§ **Task requirements**
Retype the records that come next, word for word.

(Source data)
----
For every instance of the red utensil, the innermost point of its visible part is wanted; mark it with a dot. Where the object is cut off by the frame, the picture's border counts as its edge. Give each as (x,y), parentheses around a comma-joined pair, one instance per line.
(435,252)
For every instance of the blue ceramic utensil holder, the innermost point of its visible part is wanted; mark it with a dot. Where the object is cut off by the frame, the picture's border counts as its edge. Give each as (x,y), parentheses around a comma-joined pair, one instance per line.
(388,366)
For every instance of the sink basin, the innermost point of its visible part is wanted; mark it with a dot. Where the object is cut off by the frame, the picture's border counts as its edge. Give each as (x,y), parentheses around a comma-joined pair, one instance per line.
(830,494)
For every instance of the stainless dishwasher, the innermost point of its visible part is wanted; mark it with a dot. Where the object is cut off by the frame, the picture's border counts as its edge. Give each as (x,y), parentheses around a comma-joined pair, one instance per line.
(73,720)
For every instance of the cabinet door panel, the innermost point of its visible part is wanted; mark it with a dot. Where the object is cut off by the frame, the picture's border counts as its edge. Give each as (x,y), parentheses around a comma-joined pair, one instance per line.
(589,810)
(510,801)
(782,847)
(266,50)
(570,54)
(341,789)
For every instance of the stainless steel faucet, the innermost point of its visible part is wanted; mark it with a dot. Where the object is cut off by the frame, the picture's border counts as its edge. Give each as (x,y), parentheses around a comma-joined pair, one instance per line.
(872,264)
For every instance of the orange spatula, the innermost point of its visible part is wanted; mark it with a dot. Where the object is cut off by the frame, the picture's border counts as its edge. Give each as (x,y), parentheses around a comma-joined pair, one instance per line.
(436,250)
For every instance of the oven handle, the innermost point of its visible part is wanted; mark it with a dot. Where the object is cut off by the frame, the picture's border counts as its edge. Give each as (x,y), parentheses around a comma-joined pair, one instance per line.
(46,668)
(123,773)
----
§ **Written solution**
For every instance of the red utensil, the innermost point of its visible part is wanted; mark it with a dot. Where the object is cut off by the frame, the picture's border counts as its edge. Give each as (x,y), parentheses around a comma-joined pair, one instance per line.
(435,252)
For every instance of the blue ceramic utensil holder, the innermost point of its visible part is wanted; mark it with a dot. Where the object is cut off by the frame, the picture's border counts as its edge. Give each as (x,y), parentheses around a comma-joined pair, one instance per line.
(388,366)
For every instance of the sink basin, the innermost point of its visible part is wanted; mark it with a dot. Where the object is cut off by the frame, the picture's border counts as its edge. Give each as (x,y), parentheses around a comma-joined pair, one instance per line.
(830,494)
For every instance of the stainless dishwasher, the innermost point of its visible part is wanted; mark it with a dot. Where the object is cut off by the frame, the picture's border counts as its edge. Give each as (x,y), parentheses around a comma-joined pair, one instance per line.
(73,720)
For every instance of the cabinet door panel, the innermost point of its visible part is wanted; mark it with a dot. Where the object is cut off by the frame, the picture's border counts as its edge. Give each as (x,y), parentheses around a comma-joined pair, one instance per line.
(589,810)
(510,801)
(782,847)
(266,50)
(570,54)
(341,789)
For every instance of the stainless steel faucet, the innermost point of its visible part is wanted; mark it with a dot. Where the object is cut off by the frame, the picture's border counts as its edge. Give each as (x,y), parentheses around a comma-joined pair, one instance per line.
(872,264)
For every instance of the orange spatula, the innermost point of its visible part is wanted; mark it with a dot. Where the object is cut off by the frame, the picture's border counts as its edge. Give each as (x,y), parentheses around a comma-joined pair, one instance per line.
(436,250)
For every instance of the oven handle, the innermost point of its visible part is wanted; mark it with a dot. Where the object is cut off by the frame, the picture's border counts as its edge. Give each as (x,y), parentheses around a comma-joined pair, one instance per line.
(46,668)
(123,773)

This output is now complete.